#### WHAT YOU HAVE TO DO
Turn the lines of all the entries below into one numbered list, skipping any blank lines.

===== DATA SHOWN =====

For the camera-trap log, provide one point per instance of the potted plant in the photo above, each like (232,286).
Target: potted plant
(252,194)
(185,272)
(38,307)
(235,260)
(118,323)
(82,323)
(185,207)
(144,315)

=====

#### EXERCISE RESULT
1. For the camera-trap log, provide one point per instance of the potted plant in the photo above, each like (232,286).
2. Target: potted plant
3. (252,194)
4. (185,272)
5. (38,307)
6. (235,260)
7. (118,323)
8. (82,323)
9. (185,207)
10. (144,315)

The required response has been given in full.